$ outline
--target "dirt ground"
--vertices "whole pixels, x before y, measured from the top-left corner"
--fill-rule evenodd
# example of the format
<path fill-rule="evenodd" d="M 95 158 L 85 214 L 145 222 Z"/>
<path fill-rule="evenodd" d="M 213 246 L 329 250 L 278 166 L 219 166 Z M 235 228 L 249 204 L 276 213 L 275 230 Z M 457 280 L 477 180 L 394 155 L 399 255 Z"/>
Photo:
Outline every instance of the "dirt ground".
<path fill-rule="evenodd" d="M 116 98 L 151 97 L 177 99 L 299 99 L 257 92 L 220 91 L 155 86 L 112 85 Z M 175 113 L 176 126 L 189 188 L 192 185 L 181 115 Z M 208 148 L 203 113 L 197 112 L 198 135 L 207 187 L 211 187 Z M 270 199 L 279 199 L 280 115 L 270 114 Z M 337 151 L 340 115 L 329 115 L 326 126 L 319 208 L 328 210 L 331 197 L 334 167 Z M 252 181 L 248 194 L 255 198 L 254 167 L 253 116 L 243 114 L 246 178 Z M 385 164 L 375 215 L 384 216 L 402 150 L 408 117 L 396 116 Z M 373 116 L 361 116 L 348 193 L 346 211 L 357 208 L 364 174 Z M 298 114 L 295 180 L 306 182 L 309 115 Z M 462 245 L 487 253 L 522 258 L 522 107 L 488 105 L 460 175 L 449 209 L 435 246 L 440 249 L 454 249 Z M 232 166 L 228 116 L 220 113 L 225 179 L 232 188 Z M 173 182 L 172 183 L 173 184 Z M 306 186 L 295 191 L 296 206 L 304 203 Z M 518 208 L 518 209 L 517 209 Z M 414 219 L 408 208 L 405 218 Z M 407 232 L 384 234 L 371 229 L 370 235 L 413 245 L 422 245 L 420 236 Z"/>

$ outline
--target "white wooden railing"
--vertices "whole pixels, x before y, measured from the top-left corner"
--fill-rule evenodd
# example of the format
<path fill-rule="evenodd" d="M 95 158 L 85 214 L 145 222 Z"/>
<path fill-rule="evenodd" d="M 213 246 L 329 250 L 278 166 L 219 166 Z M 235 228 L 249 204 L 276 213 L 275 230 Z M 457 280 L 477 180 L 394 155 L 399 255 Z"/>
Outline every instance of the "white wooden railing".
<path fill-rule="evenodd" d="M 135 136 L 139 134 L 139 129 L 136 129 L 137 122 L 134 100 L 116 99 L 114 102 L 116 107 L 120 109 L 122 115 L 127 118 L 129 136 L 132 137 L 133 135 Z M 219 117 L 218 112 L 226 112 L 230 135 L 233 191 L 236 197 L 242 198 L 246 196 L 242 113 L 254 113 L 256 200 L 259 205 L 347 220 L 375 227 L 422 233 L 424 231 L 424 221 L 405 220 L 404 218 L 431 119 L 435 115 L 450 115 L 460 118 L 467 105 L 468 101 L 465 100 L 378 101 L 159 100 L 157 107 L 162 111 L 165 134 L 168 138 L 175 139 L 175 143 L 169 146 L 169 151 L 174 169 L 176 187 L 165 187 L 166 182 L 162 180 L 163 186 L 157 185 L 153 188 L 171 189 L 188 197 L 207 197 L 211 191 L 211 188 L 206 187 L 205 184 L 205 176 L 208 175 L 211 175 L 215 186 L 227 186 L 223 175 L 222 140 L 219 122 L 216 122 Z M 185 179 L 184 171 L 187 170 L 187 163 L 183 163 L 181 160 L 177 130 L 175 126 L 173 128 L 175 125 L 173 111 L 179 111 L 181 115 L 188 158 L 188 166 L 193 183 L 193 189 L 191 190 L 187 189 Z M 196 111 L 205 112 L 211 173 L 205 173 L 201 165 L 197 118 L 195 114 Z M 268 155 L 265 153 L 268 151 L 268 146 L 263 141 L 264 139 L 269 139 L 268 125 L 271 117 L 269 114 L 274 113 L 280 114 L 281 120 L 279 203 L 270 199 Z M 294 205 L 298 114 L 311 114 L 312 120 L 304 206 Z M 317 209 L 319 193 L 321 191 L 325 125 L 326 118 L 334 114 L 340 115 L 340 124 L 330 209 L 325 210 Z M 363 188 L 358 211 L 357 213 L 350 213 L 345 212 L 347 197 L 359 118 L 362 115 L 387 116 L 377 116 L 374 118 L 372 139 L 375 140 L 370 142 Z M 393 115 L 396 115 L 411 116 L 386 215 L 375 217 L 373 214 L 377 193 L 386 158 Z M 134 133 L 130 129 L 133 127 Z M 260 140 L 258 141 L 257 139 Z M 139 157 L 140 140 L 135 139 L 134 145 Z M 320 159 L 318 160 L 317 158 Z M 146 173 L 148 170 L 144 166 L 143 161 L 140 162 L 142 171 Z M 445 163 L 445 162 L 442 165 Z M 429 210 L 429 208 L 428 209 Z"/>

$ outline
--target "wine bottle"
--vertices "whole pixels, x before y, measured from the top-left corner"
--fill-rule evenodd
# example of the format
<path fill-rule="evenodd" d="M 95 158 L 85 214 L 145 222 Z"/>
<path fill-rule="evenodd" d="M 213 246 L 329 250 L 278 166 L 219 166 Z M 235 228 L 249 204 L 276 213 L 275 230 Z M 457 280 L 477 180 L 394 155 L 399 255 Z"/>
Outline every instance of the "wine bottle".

☆ ☆ ☆ ☆

### Do this
Every line of the material must be returned exactly as it appears.

### Written solution
$ outline
--target "dirt ground"
--vertices "whole pixels, x before y, measured from the top-left corner"
--fill-rule evenodd
# example of the format
<path fill-rule="evenodd" d="M 95 158 L 85 214 L 145 222 Z"/>
<path fill-rule="evenodd" d="M 213 246 L 329 250 L 278 166 L 219 166 Z M 235 228 L 249 204 L 276 213 L 275 230 Z M 457 280 L 477 180 L 394 155 L 399 255 Z"/>
Photo:
Outline every instance of the "dirt ground".
<path fill-rule="evenodd" d="M 116 98 L 151 97 L 177 99 L 299 99 L 257 92 L 220 91 L 155 86 L 112 85 Z M 175 113 L 176 126 L 189 188 L 192 185 L 181 115 Z M 208 148 L 203 113 L 197 112 L 198 135 L 207 187 L 211 187 Z M 270 199 L 279 199 L 280 115 L 270 114 Z M 337 151 L 340 115 L 329 115 L 326 126 L 319 208 L 328 210 L 331 197 L 334 167 Z M 252 181 L 248 194 L 255 198 L 254 167 L 253 116 L 243 114 L 246 178 Z M 385 164 L 375 215 L 384 216 L 402 150 L 408 117 L 396 116 Z M 373 116 L 361 116 L 348 193 L 346 211 L 357 208 L 364 174 Z M 298 114 L 295 180 L 306 182 L 309 115 Z M 462 245 L 487 253 L 522 258 L 522 107 L 488 105 L 460 175 L 449 209 L 435 246 L 440 249 L 454 249 Z M 232 166 L 228 116 L 220 113 L 225 179 L 232 188 Z M 173 182 L 172 183 L 173 184 Z M 306 186 L 295 191 L 296 206 L 304 203 Z M 518 208 L 518 209 L 517 209 Z M 414 219 L 408 208 L 405 218 Z M 407 232 L 384 234 L 371 229 L 370 235 L 413 245 L 422 245 L 420 236 Z"/>

$ outline
--target "white wooden railing"
--vertices "whole pixels, x before y, measured from the top-left corner"
--fill-rule evenodd
# example of the format
<path fill-rule="evenodd" d="M 95 158 L 85 214 L 145 222 Z"/>
<path fill-rule="evenodd" d="M 213 246 L 329 250 L 278 166 L 219 166 Z M 235 228 L 249 204 L 276 213 L 275 230 Z M 457 280 L 477 180 L 394 155 L 399 255 Z"/>
Outline every instance of the "white wooden railing".
<path fill-rule="evenodd" d="M 135 136 L 139 134 L 139 129 L 136 129 L 137 122 L 134 100 L 116 99 L 114 102 L 116 107 L 120 109 L 122 115 L 127 118 L 129 136 L 132 137 L 133 135 Z M 219 117 L 218 112 L 226 112 L 230 135 L 233 191 L 236 197 L 242 198 L 246 196 L 242 113 L 254 113 L 256 200 L 259 205 L 347 220 L 375 227 L 422 233 L 424 231 L 424 221 L 405 220 L 404 218 L 431 119 L 435 115 L 450 115 L 460 118 L 467 105 L 468 101 L 465 100 L 378 101 L 159 100 L 157 107 L 162 111 L 165 134 L 168 138 L 175 139 L 175 143 L 169 146 L 169 151 L 174 169 L 176 187 L 165 187 L 166 182 L 162 180 L 163 186 L 157 185 L 153 188 L 171 189 L 188 197 L 207 197 L 211 191 L 211 188 L 206 187 L 205 184 L 205 176 L 208 175 L 211 175 L 215 186 L 227 186 L 223 175 L 222 140 L 219 122 L 216 122 Z M 185 179 L 184 171 L 187 170 L 187 163 L 183 163 L 181 160 L 177 130 L 175 126 L 173 128 L 175 125 L 173 111 L 179 111 L 181 115 L 188 158 L 188 166 L 193 183 L 193 189 L 191 190 L 187 189 Z M 196 111 L 205 112 L 211 173 L 205 173 L 201 165 L 197 118 L 195 114 Z M 268 155 L 265 153 L 268 151 L 268 146 L 263 141 L 264 139 L 269 139 L 268 125 L 271 117 L 269 114 L 274 113 L 280 114 L 281 120 L 279 203 L 270 199 Z M 294 205 L 298 114 L 311 114 L 312 120 L 304 206 Z M 317 209 L 319 193 L 321 191 L 325 125 L 326 118 L 334 114 L 340 115 L 340 124 L 330 209 L 325 210 Z M 363 188 L 358 211 L 357 213 L 350 213 L 345 212 L 347 197 L 359 118 L 362 115 L 387 116 L 377 116 L 374 118 L 372 139 L 375 140 L 370 142 Z M 393 115 L 396 115 L 411 116 L 386 215 L 375 217 L 373 214 L 377 193 L 386 158 Z M 134 133 L 130 129 L 133 127 Z M 260 140 L 258 141 L 257 139 Z M 139 157 L 140 140 L 135 139 L 134 145 Z M 320 159 L 318 160 L 317 158 Z M 146 173 L 148 170 L 144 166 L 143 161 L 140 162 L 142 171 Z M 445 163 L 445 162 L 442 165 Z M 429 210 L 429 208 L 428 209 Z"/>

$ outline
--target "wine bottle"
--vertices "whole pixels, x before y, measured from the top-left corner"
--fill-rule evenodd
# example of the format
<path fill-rule="evenodd" d="M 95 158 L 85 214 L 145 222 Z"/>
<path fill-rule="evenodd" d="M 213 246 L 329 250 L 278 166 L 219 166 Z M 235 228 L 249 204 L 276 213 L 275 230 Z M 457 280 L 477 180 L 394 155 L 399 255 Z"/>
Outline every instance of the "wine bottle".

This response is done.